─── Page text ───

Women should start getting mammograms at age 40 and continue every other year thereafter for breast cancer screening, according to the new guidelines issued by the U.S. Preventive Services Task Force (USPSTF).

"The Task Force now recommends that all women get screened for breast cancer every other year starting at age 40 and continuing through age 74. More research is needed about whether and how additional screening might help women with dense breasts stay healthy and on the benefits and harms of screening in women older than 75," the USPSTF said in a news release.

The updated recommendation lowers the screening age to include all individuals assigned female at birth who are at an average risk of breast cancer, extending beyond the previous threshold of 50. This is expected to save more women's lives from breast cancer, particularly as cancer diagnosis rates rise among women in their 40s.

"More women in their 40s have been getting breast cancer, with rates increasing about 2 percent each year, so this recommendation will make a big difference for people across the country. By starting to screen all women at age 40, we can save nearly 20 percent more lives from breast cancer overall. This new approach has even greater potential benefit for Black women, who are much more likely to die of breast cancer" Task Force chair Dr. Wanda Nicholson said.

───

Required work:
1. In the article on the new mammogram guidelines, how much have breast cancer rates among women in their 40s been rising each year?
2. Carry on the article about the new breast cancer screening guidelines from the point where it ends.

─── Listed entries ───

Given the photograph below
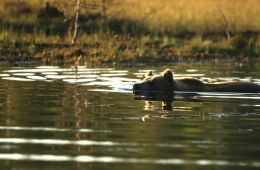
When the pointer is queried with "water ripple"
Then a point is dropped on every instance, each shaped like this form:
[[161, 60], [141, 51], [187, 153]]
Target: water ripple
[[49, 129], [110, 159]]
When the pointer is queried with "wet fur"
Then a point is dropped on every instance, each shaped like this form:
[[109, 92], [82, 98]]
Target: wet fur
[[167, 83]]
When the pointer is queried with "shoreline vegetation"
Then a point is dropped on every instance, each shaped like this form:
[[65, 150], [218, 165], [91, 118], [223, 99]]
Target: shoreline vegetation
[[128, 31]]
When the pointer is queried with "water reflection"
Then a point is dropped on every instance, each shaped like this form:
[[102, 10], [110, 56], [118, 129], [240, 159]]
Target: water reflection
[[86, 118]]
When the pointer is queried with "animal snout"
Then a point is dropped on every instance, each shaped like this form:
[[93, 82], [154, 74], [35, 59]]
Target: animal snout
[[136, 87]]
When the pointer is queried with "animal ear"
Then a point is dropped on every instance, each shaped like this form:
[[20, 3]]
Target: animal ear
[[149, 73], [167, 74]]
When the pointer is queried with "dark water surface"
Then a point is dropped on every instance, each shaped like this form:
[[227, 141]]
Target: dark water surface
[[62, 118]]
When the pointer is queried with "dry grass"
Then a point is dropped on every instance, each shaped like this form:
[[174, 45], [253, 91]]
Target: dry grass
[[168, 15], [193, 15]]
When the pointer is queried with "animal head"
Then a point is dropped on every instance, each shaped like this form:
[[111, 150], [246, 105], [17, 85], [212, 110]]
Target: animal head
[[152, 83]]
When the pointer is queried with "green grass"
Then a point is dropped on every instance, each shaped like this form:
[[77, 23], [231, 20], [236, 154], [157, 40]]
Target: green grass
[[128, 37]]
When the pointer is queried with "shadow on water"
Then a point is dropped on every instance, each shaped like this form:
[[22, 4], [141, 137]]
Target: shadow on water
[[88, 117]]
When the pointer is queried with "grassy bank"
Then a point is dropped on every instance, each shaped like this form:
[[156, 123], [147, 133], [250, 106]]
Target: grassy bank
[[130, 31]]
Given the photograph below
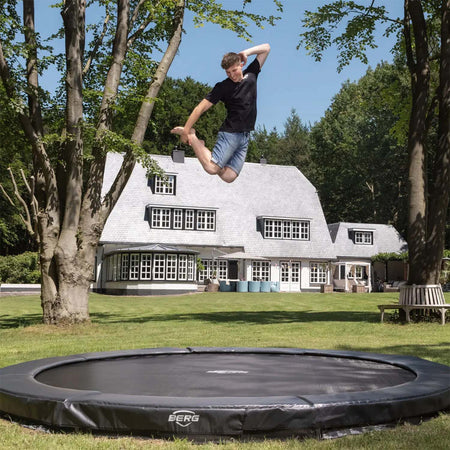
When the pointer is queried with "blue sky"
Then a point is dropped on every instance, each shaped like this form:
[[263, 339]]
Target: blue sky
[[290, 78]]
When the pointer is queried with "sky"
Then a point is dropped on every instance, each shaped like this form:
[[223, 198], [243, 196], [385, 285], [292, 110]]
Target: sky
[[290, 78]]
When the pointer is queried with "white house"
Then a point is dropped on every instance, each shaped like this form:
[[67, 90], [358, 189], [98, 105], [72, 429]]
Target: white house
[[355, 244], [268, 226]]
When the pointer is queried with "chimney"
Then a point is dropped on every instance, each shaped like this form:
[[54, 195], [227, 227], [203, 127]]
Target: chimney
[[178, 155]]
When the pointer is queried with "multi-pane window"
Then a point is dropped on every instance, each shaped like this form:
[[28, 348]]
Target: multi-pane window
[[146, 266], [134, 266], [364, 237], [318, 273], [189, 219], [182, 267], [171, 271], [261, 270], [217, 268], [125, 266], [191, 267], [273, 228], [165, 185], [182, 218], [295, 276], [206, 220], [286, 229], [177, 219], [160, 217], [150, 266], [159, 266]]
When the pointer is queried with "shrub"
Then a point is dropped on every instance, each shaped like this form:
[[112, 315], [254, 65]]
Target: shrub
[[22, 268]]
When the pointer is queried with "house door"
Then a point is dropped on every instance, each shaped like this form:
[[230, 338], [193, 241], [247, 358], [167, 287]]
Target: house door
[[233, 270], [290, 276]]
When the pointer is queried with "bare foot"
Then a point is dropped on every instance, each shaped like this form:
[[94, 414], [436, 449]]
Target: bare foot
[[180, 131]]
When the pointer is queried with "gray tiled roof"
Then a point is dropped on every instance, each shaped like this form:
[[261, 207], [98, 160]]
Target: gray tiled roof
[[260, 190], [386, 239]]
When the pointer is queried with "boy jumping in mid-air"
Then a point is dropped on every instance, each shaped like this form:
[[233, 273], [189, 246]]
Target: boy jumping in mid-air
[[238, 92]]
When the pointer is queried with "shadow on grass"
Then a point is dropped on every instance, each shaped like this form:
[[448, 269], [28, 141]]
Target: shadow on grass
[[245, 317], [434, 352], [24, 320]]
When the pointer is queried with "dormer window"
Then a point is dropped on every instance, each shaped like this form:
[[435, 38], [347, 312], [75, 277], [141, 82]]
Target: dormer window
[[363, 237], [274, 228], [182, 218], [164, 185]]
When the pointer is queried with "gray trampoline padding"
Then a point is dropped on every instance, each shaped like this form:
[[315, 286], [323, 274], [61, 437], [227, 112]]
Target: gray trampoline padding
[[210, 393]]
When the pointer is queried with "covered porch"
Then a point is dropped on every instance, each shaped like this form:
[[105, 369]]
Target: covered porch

───
─── Listed entries ───

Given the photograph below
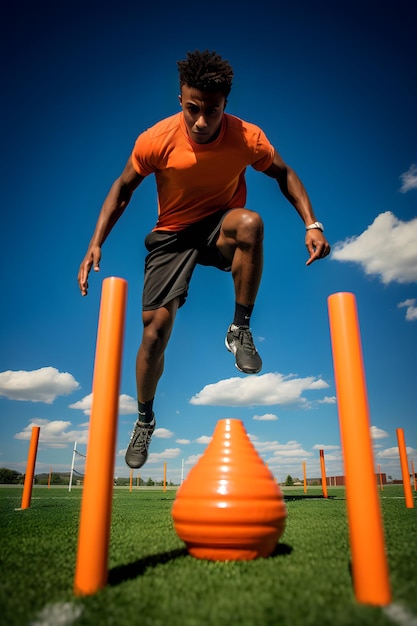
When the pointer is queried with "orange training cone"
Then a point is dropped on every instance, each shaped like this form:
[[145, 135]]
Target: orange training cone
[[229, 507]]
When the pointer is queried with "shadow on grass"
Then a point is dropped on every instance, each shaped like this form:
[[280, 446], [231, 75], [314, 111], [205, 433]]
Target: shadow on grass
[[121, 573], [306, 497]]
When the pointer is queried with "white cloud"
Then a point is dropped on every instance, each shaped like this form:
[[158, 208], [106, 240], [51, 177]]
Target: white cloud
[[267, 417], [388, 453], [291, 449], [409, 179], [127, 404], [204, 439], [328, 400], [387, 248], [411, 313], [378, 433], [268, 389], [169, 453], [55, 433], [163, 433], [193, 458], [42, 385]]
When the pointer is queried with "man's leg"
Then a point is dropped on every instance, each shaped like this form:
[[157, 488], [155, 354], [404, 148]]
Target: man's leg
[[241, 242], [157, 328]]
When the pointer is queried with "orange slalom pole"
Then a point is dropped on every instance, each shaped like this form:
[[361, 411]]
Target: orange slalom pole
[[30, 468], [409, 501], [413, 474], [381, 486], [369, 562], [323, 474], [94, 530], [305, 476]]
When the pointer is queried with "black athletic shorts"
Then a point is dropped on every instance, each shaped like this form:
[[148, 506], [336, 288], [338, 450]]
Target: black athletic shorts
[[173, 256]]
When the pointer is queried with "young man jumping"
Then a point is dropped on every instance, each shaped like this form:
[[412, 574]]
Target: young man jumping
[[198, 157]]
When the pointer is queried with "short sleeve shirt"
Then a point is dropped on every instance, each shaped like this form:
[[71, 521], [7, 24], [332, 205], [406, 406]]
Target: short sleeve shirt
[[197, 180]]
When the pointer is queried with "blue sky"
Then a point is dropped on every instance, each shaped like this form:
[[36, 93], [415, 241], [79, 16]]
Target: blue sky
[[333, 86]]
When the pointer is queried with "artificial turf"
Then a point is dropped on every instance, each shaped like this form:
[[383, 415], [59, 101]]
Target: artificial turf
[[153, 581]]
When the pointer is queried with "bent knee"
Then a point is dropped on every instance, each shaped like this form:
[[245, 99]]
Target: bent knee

───
─── Listed entries ───

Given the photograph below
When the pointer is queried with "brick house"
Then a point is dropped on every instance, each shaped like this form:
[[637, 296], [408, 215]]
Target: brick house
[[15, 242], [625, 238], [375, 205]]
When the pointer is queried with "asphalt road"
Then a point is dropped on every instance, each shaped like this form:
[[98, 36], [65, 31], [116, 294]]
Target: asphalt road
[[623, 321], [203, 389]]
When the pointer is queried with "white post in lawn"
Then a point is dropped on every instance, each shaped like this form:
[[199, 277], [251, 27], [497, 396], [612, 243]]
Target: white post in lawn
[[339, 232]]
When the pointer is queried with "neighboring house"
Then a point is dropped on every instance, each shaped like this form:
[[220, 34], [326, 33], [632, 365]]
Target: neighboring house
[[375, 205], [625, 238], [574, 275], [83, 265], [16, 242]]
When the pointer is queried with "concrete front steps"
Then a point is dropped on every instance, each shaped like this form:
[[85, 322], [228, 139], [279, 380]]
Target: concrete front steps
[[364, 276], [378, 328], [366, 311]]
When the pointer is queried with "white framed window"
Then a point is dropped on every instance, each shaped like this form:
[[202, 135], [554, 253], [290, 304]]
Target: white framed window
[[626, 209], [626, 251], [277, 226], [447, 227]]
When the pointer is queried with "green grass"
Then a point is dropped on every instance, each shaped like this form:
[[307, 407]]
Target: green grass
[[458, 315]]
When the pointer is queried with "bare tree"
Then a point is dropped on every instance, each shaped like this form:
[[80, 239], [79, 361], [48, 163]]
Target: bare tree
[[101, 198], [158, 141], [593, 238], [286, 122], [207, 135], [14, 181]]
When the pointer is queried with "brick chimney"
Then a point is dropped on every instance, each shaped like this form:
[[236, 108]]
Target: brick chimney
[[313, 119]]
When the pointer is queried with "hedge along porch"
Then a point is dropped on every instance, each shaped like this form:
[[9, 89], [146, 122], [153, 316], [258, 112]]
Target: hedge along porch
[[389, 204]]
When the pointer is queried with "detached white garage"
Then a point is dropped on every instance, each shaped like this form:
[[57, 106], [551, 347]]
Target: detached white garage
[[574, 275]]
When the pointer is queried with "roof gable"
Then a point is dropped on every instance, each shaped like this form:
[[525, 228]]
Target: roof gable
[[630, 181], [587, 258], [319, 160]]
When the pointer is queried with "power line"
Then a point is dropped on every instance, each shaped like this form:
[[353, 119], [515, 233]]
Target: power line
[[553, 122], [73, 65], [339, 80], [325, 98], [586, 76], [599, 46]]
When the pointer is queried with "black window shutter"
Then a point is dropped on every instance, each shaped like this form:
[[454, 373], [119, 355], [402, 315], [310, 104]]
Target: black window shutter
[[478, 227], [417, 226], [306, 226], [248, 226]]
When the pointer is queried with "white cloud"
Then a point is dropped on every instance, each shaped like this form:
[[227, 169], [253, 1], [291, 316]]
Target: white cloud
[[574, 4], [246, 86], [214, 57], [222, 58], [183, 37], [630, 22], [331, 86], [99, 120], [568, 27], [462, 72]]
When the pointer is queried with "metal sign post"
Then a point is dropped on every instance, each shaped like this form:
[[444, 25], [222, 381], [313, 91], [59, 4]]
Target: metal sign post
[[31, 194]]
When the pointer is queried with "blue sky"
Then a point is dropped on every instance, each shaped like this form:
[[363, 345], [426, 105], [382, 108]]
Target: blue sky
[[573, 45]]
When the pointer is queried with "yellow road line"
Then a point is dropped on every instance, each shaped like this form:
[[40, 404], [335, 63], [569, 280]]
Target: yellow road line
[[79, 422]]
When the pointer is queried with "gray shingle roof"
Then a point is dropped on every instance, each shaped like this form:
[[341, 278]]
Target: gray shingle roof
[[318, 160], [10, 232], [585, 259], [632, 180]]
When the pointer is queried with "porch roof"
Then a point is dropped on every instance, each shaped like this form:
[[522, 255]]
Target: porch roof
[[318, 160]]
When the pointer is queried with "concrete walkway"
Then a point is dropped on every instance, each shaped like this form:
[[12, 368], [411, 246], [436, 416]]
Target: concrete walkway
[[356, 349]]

───

Solved problems:
1. About 2 percent each year.

2.
Breast cancer ranks as the second highest cause of cancer-related deaths in American women. Black women face a greater risk, being 40 percent more likely to die from breast cancer than White women. Hence, the updated recommendation aims to tackle the current racial disparities seen in breast cancer diagnosis and survival rates.

"We need to know how best to address the health disparities related to breast cancer so all women can live longer and healthier lives. Clinicians must help reduce any barriers to patients getting the recommended screening, timely, equitable, and appropriate follow-up, and effective treatment of breast cancer," said Task Force vice chair, Dr. John Wong.

The updated recommendation applies to all women at average risk of breast cancer, including those with a family history of the disease or dense breasts. "The recommendation does not apply to people who have a personal history of breast cancer, who are at very high risk of breast cancer due to certain genetic markers or a history of high-dose radiation therapy to their chest at a young age, or who have had a high-risk lesion on previous biopsies," the news release stated.

For women 75 years old or older, the USPSTF suggests discussing with their healthcare providers whether to continue regular screening, considering their medical background and personal choices.